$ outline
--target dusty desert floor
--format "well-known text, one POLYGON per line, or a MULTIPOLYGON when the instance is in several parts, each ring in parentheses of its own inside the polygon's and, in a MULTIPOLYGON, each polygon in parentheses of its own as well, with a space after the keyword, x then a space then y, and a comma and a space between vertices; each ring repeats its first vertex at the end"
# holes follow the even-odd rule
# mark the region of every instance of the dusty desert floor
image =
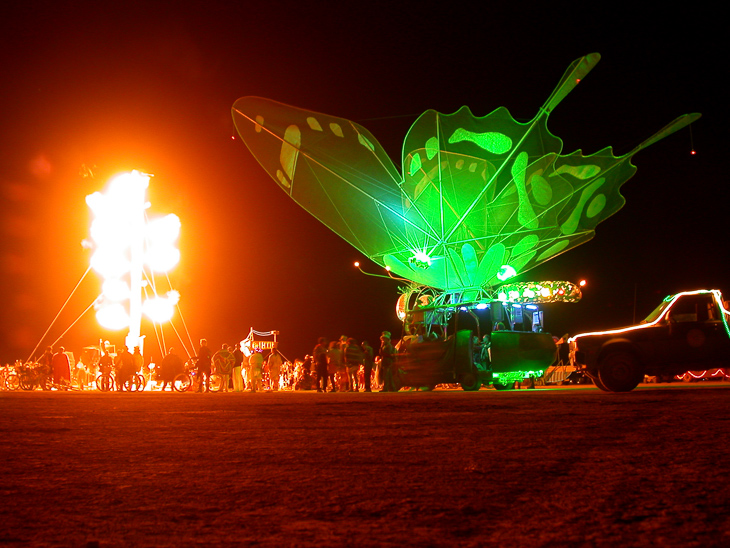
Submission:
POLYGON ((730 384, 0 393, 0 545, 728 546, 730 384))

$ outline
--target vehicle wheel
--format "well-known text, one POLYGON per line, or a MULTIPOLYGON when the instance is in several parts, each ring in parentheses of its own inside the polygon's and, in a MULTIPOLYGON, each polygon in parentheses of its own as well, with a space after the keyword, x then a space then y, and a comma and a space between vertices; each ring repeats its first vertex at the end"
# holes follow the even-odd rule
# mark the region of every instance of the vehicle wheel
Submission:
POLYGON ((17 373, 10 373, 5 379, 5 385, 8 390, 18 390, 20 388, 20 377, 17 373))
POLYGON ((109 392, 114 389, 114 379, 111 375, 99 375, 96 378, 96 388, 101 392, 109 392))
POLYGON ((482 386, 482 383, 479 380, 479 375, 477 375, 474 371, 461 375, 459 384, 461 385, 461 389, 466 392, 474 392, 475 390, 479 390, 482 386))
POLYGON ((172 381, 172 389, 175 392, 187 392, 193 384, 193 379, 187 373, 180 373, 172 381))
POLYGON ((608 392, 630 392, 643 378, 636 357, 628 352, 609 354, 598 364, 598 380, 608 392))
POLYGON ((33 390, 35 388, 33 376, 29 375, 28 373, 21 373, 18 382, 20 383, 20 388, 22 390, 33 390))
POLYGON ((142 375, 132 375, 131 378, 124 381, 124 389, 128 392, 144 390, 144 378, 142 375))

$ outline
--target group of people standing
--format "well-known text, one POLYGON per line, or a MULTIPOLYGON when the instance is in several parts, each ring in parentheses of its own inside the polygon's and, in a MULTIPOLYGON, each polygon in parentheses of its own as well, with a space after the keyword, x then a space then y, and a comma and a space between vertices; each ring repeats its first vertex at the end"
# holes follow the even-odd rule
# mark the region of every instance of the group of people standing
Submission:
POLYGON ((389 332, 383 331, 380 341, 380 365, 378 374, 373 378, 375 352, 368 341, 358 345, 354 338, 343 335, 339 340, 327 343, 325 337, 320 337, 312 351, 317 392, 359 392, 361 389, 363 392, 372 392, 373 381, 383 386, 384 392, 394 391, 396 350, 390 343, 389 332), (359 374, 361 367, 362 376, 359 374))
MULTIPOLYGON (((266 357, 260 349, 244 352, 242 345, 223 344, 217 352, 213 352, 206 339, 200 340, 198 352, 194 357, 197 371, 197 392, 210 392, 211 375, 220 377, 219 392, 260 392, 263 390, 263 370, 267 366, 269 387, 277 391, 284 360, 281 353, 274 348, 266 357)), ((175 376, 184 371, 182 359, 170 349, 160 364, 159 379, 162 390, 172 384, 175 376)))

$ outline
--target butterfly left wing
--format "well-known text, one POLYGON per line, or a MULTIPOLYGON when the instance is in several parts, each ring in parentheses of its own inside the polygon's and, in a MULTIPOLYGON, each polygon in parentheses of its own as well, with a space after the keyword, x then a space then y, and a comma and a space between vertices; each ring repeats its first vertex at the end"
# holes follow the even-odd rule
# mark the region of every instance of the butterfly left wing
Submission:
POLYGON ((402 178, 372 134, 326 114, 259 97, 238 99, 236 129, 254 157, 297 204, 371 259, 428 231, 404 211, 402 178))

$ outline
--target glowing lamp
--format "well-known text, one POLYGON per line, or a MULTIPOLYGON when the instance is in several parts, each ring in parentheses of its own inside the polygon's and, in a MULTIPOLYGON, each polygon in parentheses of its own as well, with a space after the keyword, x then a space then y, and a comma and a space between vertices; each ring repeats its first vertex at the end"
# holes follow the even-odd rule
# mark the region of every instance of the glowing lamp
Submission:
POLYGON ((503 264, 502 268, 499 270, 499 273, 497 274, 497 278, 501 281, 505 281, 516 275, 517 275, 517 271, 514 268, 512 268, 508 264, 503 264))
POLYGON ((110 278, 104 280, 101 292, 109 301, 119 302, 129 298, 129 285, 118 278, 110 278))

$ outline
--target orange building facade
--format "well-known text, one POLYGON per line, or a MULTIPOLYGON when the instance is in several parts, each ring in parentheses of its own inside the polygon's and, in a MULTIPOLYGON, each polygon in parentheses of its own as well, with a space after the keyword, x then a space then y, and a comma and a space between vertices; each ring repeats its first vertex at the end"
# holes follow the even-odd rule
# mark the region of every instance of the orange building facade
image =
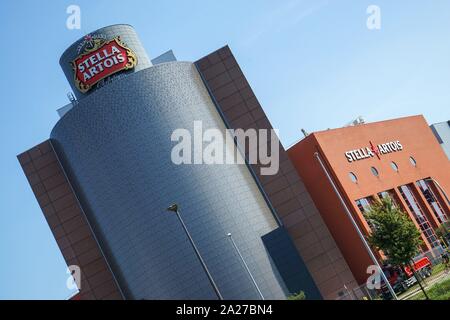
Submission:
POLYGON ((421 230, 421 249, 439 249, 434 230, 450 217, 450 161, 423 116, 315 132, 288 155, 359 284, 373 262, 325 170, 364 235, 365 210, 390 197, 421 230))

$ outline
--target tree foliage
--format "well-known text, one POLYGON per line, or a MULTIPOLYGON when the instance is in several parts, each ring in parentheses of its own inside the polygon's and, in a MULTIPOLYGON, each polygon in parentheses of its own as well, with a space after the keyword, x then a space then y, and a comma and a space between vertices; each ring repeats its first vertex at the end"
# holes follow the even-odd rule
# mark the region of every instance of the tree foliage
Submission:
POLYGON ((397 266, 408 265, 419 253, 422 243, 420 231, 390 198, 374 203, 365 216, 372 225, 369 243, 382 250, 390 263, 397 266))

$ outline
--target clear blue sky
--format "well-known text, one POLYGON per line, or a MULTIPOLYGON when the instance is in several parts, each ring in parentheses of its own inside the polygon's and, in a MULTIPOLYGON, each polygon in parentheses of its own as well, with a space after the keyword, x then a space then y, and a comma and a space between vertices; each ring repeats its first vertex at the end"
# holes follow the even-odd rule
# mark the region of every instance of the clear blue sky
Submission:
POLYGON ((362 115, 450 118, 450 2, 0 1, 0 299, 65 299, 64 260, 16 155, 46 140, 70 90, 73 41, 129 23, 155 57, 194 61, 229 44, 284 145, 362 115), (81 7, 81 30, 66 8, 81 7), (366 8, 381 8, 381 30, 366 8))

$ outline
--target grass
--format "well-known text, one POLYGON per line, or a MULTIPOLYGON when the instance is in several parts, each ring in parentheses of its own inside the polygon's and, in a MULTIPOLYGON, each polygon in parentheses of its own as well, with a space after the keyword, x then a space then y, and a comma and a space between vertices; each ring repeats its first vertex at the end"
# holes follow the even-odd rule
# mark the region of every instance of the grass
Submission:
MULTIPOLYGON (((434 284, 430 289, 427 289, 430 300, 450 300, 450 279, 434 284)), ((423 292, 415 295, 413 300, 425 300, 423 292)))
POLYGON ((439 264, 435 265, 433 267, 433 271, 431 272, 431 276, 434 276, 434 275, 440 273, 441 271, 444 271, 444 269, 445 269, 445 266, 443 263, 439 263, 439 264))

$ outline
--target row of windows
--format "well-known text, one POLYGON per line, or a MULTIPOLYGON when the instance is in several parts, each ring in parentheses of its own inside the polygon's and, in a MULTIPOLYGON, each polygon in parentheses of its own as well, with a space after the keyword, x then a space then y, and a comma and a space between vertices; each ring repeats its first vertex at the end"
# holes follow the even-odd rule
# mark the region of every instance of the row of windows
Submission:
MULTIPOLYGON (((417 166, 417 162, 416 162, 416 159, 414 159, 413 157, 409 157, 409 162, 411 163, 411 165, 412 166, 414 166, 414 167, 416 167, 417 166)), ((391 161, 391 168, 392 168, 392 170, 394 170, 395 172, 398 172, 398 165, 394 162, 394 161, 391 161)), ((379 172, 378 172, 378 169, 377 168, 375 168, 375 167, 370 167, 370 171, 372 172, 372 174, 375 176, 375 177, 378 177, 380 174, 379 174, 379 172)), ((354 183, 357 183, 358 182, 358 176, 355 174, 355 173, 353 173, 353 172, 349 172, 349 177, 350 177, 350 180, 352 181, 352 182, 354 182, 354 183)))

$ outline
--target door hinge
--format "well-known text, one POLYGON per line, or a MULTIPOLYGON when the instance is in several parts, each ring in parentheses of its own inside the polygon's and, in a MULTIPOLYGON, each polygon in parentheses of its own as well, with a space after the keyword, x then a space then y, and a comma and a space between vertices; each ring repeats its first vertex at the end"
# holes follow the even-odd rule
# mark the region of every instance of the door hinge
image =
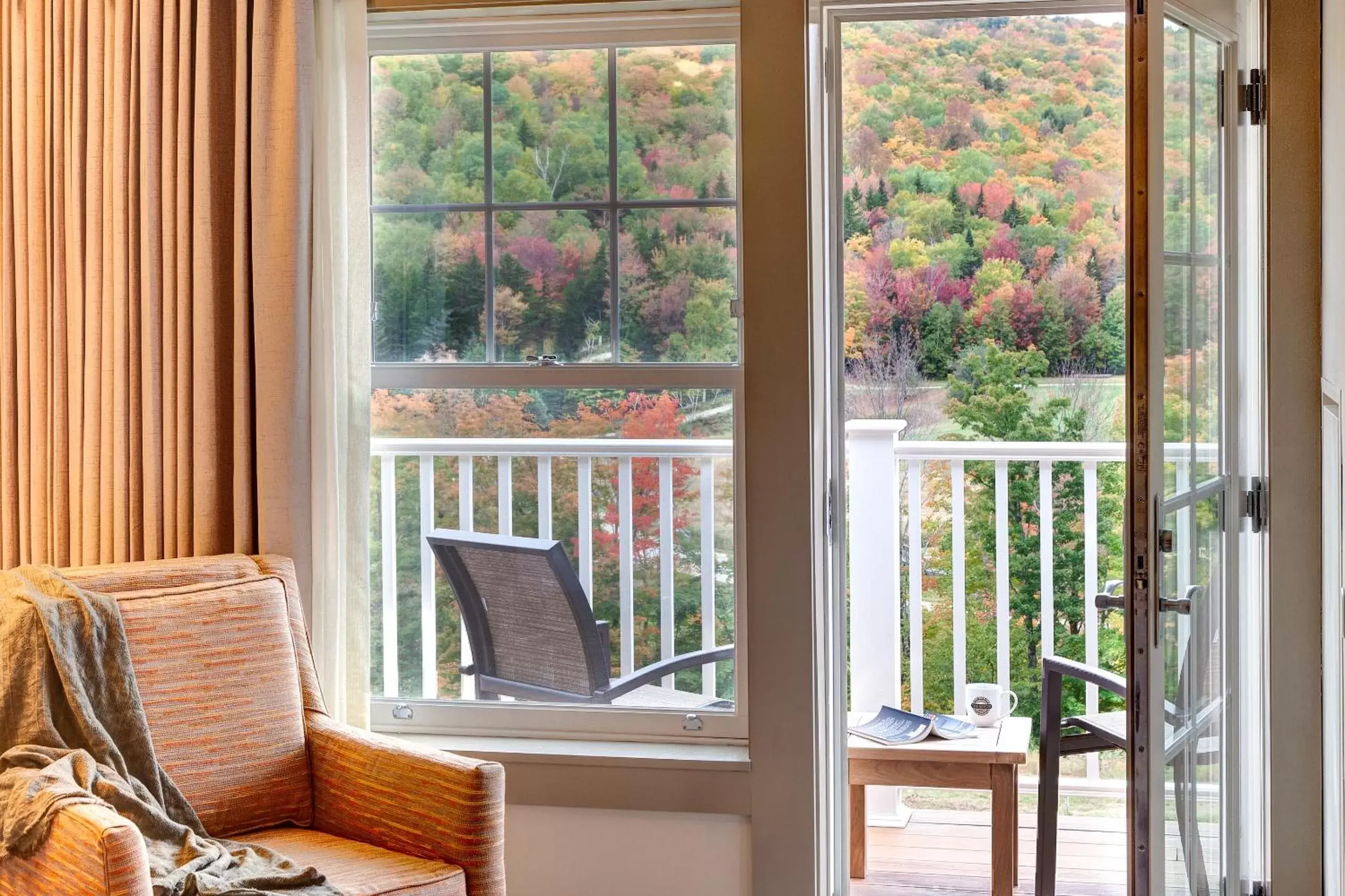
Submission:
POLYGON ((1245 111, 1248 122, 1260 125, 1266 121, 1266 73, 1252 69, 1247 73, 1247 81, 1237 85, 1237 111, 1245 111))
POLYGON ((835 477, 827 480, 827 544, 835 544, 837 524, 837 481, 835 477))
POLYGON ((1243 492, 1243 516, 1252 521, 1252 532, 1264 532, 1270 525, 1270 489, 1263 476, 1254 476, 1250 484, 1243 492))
────────
#### Job
Could you update everything from the start of the entries down to the line containing "POLYGON ((730 384, 0" by swapping "dusty desert floor" for "rocky desert floor" and keeping all else the same? Leave the pictures out of your answer.

#### Task solution
$ outline
--target rocky desert floor
--format "well-known text, one POLYGON per line, or a MULTIPOLYGON when the instance is in several parts, each ring in parentheses of its own inside the polygon's and, in a MULTIPOLYGON, each polygon in parentheses of its own as well, with a space after the keyword, x then a space then y, and a comma and a space between vertices; each ring repeats its first vertex at the end"
# holes follow the even-odd rule
# mark the region of every instance of the rocky desert floor
image =
Submission:
POLYGON ((730 384, 0 393, 0 545, 728 546, 730 384))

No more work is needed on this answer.